RECORDED DATA Start Marker

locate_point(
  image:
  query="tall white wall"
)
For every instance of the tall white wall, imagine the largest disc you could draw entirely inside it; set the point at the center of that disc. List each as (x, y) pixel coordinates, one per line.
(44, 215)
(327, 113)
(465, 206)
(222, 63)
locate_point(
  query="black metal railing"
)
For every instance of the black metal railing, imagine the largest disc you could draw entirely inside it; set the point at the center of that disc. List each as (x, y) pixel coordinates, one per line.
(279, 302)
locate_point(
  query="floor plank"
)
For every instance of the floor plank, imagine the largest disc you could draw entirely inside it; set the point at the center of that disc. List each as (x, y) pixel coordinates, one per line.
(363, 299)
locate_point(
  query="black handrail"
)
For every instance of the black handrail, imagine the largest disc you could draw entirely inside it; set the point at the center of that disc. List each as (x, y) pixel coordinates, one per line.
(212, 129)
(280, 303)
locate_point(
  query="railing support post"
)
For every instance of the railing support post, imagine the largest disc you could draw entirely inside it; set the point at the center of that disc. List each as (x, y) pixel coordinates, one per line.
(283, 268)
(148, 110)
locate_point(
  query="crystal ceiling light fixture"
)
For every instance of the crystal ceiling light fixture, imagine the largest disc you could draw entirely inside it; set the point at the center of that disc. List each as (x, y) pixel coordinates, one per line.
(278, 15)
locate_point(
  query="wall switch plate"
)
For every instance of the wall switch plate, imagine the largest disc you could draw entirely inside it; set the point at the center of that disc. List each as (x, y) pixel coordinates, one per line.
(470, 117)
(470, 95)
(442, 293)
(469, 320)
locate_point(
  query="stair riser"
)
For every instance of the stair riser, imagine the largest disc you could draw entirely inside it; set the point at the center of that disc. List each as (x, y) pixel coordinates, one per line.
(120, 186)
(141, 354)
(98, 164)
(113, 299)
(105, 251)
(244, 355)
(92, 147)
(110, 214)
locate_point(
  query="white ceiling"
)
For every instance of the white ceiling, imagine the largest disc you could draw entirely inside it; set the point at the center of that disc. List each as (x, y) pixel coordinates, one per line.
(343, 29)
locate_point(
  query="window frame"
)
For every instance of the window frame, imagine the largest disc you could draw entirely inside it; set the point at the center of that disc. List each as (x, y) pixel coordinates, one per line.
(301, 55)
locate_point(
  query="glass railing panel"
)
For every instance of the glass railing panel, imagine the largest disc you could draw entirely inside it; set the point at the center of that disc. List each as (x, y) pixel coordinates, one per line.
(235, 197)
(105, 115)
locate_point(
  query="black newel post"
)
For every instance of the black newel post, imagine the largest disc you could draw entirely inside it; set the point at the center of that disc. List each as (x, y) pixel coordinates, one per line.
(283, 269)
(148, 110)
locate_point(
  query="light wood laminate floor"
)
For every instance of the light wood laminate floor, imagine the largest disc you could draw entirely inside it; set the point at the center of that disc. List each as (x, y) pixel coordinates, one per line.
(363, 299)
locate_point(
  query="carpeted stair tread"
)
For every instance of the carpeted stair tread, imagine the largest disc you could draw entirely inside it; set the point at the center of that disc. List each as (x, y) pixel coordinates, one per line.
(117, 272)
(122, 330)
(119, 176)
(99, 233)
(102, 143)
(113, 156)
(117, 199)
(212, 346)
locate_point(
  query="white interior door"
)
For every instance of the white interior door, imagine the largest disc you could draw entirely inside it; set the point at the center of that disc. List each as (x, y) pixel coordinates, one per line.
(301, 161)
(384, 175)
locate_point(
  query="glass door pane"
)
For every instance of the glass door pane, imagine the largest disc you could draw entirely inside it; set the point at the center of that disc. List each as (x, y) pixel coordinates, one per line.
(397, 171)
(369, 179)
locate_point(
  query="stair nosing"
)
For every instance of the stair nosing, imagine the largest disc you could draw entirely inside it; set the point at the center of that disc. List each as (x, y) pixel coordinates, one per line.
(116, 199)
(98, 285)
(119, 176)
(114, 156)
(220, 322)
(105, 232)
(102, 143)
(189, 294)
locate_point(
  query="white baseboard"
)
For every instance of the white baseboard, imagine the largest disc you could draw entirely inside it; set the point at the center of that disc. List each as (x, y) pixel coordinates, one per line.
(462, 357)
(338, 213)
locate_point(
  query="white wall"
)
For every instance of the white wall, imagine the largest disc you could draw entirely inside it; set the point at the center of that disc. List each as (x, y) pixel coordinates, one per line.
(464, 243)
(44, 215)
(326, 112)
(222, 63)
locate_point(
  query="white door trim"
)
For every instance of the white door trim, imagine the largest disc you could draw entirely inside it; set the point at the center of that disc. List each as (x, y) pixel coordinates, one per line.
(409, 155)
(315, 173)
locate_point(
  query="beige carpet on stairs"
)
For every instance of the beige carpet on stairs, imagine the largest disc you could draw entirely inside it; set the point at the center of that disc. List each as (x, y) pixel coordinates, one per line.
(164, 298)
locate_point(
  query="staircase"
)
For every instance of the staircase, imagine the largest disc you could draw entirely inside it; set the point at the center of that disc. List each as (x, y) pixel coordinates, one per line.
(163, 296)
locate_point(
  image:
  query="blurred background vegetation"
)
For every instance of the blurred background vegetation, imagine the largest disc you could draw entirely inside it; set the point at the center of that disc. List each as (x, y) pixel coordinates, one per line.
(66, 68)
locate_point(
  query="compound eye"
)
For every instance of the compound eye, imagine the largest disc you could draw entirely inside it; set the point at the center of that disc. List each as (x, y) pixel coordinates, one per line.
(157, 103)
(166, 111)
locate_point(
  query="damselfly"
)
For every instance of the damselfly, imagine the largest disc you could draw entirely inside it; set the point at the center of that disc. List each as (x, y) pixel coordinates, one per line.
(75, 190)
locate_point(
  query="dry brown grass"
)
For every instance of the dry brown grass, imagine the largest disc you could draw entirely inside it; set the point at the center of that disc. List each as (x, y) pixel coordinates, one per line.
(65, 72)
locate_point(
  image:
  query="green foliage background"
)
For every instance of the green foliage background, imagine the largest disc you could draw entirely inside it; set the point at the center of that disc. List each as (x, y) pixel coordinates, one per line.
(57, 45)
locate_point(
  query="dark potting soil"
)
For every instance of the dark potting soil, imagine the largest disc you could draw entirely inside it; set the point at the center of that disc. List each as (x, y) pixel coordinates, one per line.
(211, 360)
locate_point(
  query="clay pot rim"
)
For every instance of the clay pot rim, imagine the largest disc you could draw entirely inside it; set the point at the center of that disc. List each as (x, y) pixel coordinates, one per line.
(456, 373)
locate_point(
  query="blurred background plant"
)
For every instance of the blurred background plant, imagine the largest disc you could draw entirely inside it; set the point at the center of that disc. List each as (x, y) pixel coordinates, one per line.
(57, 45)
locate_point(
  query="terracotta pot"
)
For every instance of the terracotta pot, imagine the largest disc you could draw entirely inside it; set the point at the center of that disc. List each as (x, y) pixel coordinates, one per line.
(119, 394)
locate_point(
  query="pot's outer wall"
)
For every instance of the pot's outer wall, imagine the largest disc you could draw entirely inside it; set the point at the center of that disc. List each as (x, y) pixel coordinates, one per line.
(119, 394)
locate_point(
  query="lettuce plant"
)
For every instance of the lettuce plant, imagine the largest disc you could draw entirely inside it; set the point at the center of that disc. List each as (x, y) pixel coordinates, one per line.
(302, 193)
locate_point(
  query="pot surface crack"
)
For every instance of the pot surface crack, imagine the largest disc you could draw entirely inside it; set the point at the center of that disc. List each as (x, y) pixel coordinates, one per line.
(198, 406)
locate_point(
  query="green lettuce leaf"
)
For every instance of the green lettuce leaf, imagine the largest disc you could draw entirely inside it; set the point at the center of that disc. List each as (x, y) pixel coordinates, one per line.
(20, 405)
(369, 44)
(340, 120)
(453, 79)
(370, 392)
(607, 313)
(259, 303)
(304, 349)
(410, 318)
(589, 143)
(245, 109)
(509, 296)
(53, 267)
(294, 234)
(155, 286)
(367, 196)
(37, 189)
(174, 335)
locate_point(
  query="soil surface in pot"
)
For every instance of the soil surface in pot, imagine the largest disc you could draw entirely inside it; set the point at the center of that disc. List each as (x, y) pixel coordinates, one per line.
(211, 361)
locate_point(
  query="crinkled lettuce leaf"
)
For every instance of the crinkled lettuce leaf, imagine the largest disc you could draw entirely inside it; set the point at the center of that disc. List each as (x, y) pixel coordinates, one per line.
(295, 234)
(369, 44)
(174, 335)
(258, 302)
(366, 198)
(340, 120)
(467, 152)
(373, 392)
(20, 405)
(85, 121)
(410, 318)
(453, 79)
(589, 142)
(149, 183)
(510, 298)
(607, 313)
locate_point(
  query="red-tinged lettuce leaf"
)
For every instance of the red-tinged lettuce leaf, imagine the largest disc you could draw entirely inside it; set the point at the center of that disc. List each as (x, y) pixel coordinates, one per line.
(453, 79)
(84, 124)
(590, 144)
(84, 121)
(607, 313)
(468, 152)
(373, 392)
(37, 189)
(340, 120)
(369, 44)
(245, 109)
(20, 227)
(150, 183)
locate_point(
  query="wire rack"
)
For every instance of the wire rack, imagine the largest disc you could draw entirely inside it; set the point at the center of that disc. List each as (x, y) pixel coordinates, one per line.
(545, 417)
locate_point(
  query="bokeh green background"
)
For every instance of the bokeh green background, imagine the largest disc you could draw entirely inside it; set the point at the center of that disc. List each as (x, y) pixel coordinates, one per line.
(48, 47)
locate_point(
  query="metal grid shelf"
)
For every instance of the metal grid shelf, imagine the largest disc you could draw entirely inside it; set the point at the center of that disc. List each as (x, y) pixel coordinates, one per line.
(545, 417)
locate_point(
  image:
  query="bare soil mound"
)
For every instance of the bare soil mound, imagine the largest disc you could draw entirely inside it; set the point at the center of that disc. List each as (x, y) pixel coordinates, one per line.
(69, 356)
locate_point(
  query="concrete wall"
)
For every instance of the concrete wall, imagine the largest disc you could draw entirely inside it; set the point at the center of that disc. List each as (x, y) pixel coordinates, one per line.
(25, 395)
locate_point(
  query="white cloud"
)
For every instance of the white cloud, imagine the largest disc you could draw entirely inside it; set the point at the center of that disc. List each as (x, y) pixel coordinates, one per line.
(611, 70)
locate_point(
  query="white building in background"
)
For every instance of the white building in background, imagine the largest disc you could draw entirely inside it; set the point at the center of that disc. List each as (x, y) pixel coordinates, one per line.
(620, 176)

RECORDED DATA End Marker
RECORDED DATA Start Marker

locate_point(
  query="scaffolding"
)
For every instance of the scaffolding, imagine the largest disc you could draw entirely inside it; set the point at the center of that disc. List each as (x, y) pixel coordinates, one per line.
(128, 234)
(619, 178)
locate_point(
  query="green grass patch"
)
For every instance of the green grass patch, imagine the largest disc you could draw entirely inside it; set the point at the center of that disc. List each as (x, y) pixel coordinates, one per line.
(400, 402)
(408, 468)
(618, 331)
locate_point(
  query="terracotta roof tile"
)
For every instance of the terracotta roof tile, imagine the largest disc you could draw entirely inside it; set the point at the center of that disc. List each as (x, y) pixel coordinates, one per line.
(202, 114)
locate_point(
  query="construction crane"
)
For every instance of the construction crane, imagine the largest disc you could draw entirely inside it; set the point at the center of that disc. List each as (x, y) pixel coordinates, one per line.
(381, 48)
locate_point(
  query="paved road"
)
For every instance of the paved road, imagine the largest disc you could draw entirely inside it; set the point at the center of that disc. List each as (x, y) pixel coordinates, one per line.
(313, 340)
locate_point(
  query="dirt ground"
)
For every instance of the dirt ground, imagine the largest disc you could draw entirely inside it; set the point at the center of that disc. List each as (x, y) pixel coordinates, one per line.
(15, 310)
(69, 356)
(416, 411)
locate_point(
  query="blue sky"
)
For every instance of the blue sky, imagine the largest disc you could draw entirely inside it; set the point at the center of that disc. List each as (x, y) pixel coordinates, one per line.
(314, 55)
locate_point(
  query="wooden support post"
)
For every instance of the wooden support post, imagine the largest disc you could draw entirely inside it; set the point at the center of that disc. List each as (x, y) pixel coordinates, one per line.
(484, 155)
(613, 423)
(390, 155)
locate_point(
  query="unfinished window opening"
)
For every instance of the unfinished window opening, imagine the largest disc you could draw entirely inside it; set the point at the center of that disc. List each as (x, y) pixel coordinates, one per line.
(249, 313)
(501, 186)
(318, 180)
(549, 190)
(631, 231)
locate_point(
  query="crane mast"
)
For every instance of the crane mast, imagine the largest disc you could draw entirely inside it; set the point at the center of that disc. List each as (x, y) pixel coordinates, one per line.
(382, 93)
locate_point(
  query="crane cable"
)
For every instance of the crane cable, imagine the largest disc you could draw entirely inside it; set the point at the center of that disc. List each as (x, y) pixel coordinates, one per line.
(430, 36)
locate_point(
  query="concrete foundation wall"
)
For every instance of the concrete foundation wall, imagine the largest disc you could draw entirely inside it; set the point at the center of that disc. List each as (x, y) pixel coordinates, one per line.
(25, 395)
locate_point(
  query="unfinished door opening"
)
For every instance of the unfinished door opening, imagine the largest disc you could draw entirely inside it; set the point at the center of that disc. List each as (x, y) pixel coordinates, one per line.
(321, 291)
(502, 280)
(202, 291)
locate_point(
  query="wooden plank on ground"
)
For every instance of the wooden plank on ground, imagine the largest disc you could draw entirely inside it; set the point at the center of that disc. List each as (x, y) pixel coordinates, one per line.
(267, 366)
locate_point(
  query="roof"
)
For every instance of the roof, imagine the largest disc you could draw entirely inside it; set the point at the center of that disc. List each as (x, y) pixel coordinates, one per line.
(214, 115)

RECORDED DATA End Marker
RECORDED DATA Start Marker

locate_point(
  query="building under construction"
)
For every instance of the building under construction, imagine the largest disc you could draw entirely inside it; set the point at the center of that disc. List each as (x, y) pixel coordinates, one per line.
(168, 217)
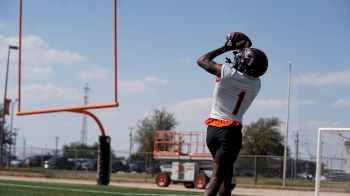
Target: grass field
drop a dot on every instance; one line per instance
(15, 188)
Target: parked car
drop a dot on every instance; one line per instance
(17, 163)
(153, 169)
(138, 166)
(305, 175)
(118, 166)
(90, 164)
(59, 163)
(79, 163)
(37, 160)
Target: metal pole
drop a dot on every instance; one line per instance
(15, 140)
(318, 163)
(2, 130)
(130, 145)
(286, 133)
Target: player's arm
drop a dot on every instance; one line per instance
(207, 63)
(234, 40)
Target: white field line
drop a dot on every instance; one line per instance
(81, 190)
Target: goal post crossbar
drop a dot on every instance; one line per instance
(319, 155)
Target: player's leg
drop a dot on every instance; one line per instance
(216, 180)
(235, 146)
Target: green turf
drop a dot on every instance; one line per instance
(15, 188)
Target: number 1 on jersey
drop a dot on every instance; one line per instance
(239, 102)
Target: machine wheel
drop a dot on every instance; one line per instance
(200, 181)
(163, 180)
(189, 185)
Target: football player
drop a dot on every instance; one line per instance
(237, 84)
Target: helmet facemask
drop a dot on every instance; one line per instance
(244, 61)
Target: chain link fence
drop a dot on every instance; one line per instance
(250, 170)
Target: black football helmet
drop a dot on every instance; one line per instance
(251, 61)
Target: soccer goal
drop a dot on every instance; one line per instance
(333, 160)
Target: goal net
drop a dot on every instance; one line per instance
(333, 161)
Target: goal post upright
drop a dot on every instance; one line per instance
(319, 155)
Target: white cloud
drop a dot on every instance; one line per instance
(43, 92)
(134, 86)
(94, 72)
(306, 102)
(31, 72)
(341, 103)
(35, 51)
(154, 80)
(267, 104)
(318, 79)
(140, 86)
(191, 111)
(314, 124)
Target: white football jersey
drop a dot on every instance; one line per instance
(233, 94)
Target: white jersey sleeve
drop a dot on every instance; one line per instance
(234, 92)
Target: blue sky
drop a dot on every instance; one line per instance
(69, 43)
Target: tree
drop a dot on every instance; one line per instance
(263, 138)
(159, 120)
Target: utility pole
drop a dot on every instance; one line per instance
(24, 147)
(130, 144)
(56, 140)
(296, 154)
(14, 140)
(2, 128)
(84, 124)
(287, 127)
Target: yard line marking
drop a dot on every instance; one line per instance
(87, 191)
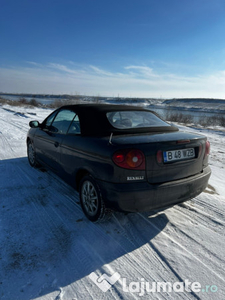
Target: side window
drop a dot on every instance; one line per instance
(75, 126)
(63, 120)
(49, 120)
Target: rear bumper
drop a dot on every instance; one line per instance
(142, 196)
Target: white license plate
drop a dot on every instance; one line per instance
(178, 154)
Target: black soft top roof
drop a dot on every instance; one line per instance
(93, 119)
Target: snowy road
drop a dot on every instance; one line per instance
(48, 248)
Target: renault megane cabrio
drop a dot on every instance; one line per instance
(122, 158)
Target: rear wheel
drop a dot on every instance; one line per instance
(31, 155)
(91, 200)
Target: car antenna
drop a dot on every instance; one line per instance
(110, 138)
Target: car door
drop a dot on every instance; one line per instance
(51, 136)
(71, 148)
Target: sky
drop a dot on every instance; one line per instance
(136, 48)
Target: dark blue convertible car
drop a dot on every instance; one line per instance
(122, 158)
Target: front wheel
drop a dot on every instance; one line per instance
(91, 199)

RECORDED DATA End Marker

■ INSTRUCTIONS TO FOLLOW
Using the listing above, work out how many lines contain the string "wheel" and return only that number.

■ SOLUTION FOR THIS PROBLEM
3